═══ DATASET CONTENT

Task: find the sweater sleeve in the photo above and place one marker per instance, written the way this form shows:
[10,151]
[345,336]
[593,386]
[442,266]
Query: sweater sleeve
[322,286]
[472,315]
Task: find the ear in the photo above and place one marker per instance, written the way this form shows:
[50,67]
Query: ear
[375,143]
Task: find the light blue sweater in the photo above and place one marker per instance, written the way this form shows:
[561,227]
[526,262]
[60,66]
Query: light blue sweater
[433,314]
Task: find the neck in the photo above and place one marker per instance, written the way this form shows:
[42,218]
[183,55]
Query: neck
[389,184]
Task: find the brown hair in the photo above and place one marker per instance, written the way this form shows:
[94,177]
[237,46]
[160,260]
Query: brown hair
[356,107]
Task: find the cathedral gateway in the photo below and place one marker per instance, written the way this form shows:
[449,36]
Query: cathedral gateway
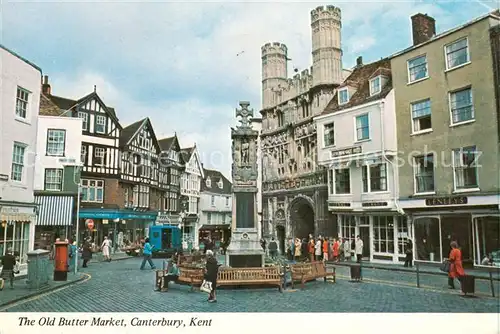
[294,186]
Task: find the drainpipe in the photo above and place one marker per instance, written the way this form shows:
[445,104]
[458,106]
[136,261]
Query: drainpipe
[394,167]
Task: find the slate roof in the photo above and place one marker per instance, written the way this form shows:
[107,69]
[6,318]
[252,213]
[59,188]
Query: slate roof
[165,143]
[359,79]
[215,176]
[129,131]
[186,154]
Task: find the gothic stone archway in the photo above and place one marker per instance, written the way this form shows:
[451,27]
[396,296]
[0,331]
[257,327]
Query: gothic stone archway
[302,217]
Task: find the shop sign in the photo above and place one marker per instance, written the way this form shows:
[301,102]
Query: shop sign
[437,201]
[371,204]
[346,151]
[337,204]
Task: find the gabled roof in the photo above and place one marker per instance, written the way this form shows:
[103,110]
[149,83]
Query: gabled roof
[359,79]
[70,104]
[167,143]
[130,132]
[216,176]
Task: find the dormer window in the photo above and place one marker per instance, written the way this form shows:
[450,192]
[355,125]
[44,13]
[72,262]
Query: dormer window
[343,96]
[375,85]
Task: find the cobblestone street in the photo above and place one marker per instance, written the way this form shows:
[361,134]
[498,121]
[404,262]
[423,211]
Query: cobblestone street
[121,287]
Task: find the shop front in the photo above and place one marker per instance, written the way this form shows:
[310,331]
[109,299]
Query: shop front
[121,226]
[17,229]
[55,220]
[386,235]
[472,221]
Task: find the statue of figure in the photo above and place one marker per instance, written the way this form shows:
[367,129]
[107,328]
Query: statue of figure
[245,152]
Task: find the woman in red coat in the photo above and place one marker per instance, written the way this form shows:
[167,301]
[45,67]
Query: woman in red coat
[456,268]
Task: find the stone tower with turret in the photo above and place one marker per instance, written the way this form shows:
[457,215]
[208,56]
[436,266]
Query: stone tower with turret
[326,47]
[274,70]
[294,186]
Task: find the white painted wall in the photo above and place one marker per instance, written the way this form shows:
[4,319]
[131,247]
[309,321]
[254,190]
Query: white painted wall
[73,145]
[16,72]
[382,128]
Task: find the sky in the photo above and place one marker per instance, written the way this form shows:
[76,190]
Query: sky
[186,65]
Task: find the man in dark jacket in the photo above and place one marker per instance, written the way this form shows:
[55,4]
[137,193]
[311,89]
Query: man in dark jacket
[8,263]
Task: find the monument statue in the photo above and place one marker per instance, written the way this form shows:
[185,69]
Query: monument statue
[244,249]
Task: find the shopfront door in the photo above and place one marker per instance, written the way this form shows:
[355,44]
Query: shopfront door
[364,234]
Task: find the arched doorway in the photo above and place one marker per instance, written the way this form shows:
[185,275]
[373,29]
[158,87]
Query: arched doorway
[302,218]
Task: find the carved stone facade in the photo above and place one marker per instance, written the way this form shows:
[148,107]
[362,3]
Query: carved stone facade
[291,176]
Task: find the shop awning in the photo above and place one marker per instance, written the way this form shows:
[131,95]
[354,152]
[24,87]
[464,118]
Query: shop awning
[215,227]
[54,210]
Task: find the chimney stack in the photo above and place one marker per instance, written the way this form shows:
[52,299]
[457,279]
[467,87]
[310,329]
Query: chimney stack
[46,85]
[359,61]
[423,28]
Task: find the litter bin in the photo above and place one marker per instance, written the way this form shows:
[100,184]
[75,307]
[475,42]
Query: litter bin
[356,272]
[38,269]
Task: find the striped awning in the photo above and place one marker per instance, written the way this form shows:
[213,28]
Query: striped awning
[54,210]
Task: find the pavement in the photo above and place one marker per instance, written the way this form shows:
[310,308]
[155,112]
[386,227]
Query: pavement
[120,286]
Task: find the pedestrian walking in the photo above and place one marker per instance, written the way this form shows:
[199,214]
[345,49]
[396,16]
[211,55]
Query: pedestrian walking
[273,248]
[86,253]
[147,254]
[347,250]
[212,269]
[325,249]
[106,249]
[298,250]
[456,268]
[9,267]
[409,254]
[318,249]
[359,249]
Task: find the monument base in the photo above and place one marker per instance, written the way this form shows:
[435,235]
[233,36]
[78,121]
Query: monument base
[245,251]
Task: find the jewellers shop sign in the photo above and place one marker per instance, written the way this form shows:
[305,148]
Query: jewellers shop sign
[440,201]
[346,151]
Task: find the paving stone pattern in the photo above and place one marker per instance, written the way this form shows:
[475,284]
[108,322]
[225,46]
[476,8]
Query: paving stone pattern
[121,287]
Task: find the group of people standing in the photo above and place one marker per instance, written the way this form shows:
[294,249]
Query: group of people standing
[324,249]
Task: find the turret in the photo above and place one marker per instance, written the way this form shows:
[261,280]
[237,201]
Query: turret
[326,45]
[274,70]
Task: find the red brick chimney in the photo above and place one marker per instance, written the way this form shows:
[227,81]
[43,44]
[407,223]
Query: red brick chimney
[423,28]
[46,85]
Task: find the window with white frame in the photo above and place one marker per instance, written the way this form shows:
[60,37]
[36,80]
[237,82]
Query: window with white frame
[17,168]
[362,127]
[465,167]
[83,154]
[53,179]
[100,124]
[56,142]
[424,173]
[383,234]
[375,85]
[329,134]
[92,191]
[374,177]
[421,115]
[85,120]
[461,106]
[22,98]
[99,155]
[457,53]
[343,95]
[342,181]
[417,68]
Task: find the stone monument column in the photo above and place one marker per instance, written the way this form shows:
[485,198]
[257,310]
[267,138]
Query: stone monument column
[244,249]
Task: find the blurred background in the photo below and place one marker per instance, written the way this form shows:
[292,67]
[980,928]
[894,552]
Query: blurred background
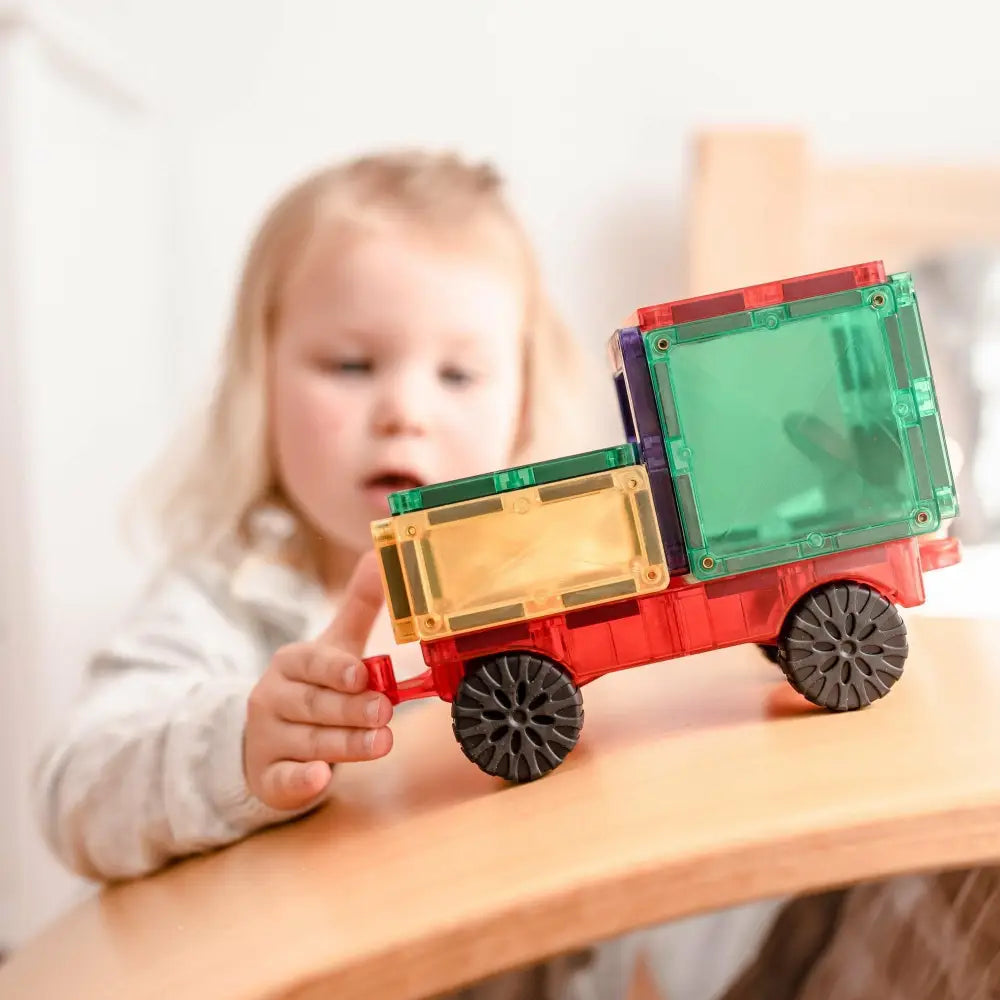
[655,150]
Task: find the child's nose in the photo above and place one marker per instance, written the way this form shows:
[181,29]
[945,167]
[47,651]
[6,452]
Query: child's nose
[401,409]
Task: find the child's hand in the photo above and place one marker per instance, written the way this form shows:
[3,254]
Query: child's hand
[312,706]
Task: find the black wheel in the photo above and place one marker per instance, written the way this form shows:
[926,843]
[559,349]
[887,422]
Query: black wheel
[517,715]
[843,646]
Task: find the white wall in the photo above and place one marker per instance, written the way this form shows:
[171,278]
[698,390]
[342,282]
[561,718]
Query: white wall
[587,106]
[122,243]
[81,299]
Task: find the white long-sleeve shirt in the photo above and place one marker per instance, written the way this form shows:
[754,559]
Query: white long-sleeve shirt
[148,766]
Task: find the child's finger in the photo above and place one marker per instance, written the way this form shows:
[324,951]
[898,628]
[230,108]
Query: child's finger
[322,706]
[326,666]
[363,599]
[290,784]
[334,744]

══════

GIVEN PROBLEM -
Are you able to set down all the lines above exactly, without any pictures?

SOLUTION TO THIS TASK -
Task: find the sweater sleeve in the photo above and place one marker per instance, written the way this form shows:
[10,151]
[345,336]
[593,386]
[442,266]
Query: sweater sleeve
[322,286]
[472,315]
Task: find the ear in the photo above and place one marker per instance, written the way this form shows:
[50,67]
Query: ear
[375,143]
Task: find the light blue sweater in the photo above and place one marker per instance, written the way this form shows:
[561,227]
[526,262]
[60,66]
Query: light blue sweater
[433,314]
Task: find the neck in the photo above and place one marker per instance, written the way this form shows:
[42,218]
[183,55]
Query: neck
[389,184]
Task: find the brown hair in the photo above and place one marker per instance, written the way this form shows:
[94,177]
[237,46]
[160,260]
Query: brown hair
[356,107]
Task: find the cathedral gateway in the photo below and place one marker per instance, written the way this form shows:
[449,36]
Query: cathedral gateway
[294,186]
Task: find the drainpipe in the photo above and place one marker per instance, written the way this form shows:
[445,104]
[458,106]
[136,261]
Query: drainpipe
[394,167]
Task: find the slate roof in the photo above and place one marker per instance, written the way this form shows:
[107,69]
[6,318]
[252,213]
[59,188]
Query: slate roof
[165,143]
[359,79]
[215,176]
[129,131]
[186,154]
Task: find the gothic stone archway in the photo above and place one marker per instance, written the way this form shows:
[451,27]
[396,296]
[0,331]
[257,327]
Query: gothic stone archway
[302,217]
Task: find the shop sign in the photo above and place one marker per instance, written the way this form shows:
[301,102]
Query: shop sign
[437,201]
[371,204]
[346,151]
[337,204]
Task: find the gabled roof in the photo above and place one marker per instance, written the way this form shows:
[103,110]
[149,83]
Query: gabled roof
[359,79]
[70,104]
[167,143]
[130,132]
[216,176]
Task: find the dormer window in the photo above and place one marker per instance, written the way this form shows:
[450,192]
[355,125]
[44,13]
[72,262]
Query: dormer window
[343,96]
[375,85]
Task: find the cobblestone street in the photo above and place one marker per instance, written the way this form shows:
[361,134]
[498,121]
[404,262]
[423,211]
Query: cobblestone street
[121,287]
Task: find the shop front in the photo above and place one marker per instance, written the way this form shows:
[310,331]
[109,299]
Query: shop front
[121,226]
[17,229]
[55,220]
[386,235]
[472,221]
Task: find the statue of figure in the photo above and place one marker per instance, written the way this form shows:
[367,129]
[107,328]
Query: statue of figure
[245,152]
Task: find the woman in red coat in the photo above and place one marker per instance, written the way this form shows:
[167,301]
[45,67]
Query: woman in red coat
[456,268]
Task: find the stone tower with turret in the photo above and place one marker per instance, written the way this form shows:
[457,215]
[208,56]
[436,266]
Query: stone tower with turret
[326,47]
[274,70]
[294,186]
Task: find the white painted wall in the photo above and place one marker per instance, written the way this form shows:
[4,319]
[131,247]
[309,321]
[254,190]
Query: white painted wall
[73,145]
[16,72]
[382,128]
Task: find the sky in the photo above and place one marker per instance, written the way this form shows:
[76,190]
Query: sky
[186,65]
Task: find the man in dark jacket in the photo above and place one marker per instance, written the way this form shows:
[55,4]
[137,193]
[311,89]
Query: man in dark jacket
[8,263]
Task: find the monument statue in the photo above and place one marker per instance, written the way this form shows:
[185,69]
Query: monument statue
[244,249]
Task: find the shopfront door in the photo above and place one marker per instance, written the way this form shows:
[355,44]
Query: shopfront door
[364,234]
Task: find the arched doorway in the photo above and place one marker per instance, written the way this form shows:
[185,275]
[373,29]
[158,87]
Query: arched doorway
[302,218]
Task: find the carved stone facade in the photo above and place one marker per instance, written the way this form shows:
[148,107]
[362,3]
Query: carved stone facade
[291,176]
Task: find the shop awning in the photo above and place one marker per instance, written the way this form shows:
[131,95]
[354,152]
[24,87]
[464,118]
Query: shop awning
[215,227]
[54,210]
Task: find the chimney stack in the photo above and place one marker per instance, written the way this form shows:
[52,299]
[457,279]
[467,87]
[310,329]
Query: chimney stack
[46,85]
[359,61]
[423,28]
Task: find the litter bin in the photo above and place one marker per instance, written the way this form shows:
[100,184]
[75,307]
[475,42]
Query: litter bin
[356,272]
[38,269]
Task: find the striped awning in the photo above and place one marker per instance, written the way this form shows:
[213,28]
Query: striped awning
[54,210]
Task: find the pavement in the photo above and place one marker per instance, written the way this form shows:
[310,308]
[155,112]
[386,227]
Query: pavement
[120,286]
Task: find the pedestrian walking in the photo above and place one marker per instance, written the way this form shows:
[199,214]
[345,49]
[396,16]
[211,55]
Query: pedestrian walking
[273,248]
[86,253]
[147,254]
[347,250]
[212,269]
[325,249]
[106,249]
[298,250]
[456,268]
[9,267]
[409,254]
[318,249]
[359,249]
Task: find the monument base in the photo above and place one marker per instance, written the way this form shows:
[435,235]
[233,36]
[78,121]
Query: monument base
[245,251]
Task: find the jewellers shop sign in the photo above and place one marker per instance, written the way this form shows:
[305,148]
Query: jewellers shop sign
[440,201]
[346,151]
Task: find the paving stone pattern in the photo above and place one marker per instance, written the way this form shows:
[475,284]
[108,322]
[225,46]
[476,8]
Query: paving stone pattern
[121,287]
Task: find the group of people standing in the photo above and place one marker per instance, written the way this form shows:
[294,249]
Query: group of people standing
[324,249]
Task: find the turret in the photo above and place one marker per instance, written the way this form shows:
[261,280]
[237,201]
Query: turret
[326,45]
[274,70]
Task: find the red brick chimney in the photo above and place one marker per instance, written the way this form shows:
[227,81]
[43,44]
[407,223]
Query: red brick chimney
[423,28]
[46,85]
Task: find the window with white frame in the photo above and place one marker per instance, written the way this form shows:
[60,37]
[36,80]
[237,82]
Query: window with white frame
[17,168]
[362,127]
[465,167]
[83,154]
[53,179]
[100,124]
[56,142]
[424,173]
[383,234]
[375,85]
[329,134]
[92,191]
[374,177]
[421,115]
[85,120]
[461,106]
[22,98]
[99,155]
[457,53]
[343,95]
[342,181]
[417,68]
Task: find the stone monument column in the photo above and place one marker per instance, written the way this form shows:
[485,198]
[257,310]
[267,138]
Query: stone monument column
[244,249]
Task: find the blurred background in the photo below and place one marker per instance, written the way this form shows:
[292,67]
[980,928]
[894,552]
Query: blurred background
[655,150]
Task: find the child's nose in the photo above and place one marker per instance, written the way this form shows:
[181,29]
[945,167]
[47,651]
[6,452]
Query: child's nose
[401,409]
Task: find the child's hand in the photo above and place one marker per instance, written the way this form shows:
[3,254]
Query: child's hand
[312,706]
Task: find the black wheel in the photo above and place one marker per instance, written the way this form shows:
[926,843]
[559,349]
[887,422]
Query: black wheel
[517,715]
[843,646]
Task: find the white wall in the photo above and place one marker per instance, written the way this form shows:
[171,278]
[698,390]
[342,282]
[561,718]
Query: white wall
[587,106]
[122,243]
[81,299]
Task: find the white long-sleeve shirt in the photo above and place one marker per instance, written the way this form shows:
[754,559]
Query: white long-sleeve shirt
[148,766]
Task: find the child's finger in the photo above and place one marker per instance, written the way this form shows:
[324,951]
[898,628]
[230,108]
Query: child's finger
[322,706]
[326,666]
[363,599]
[290,784]
[334,744]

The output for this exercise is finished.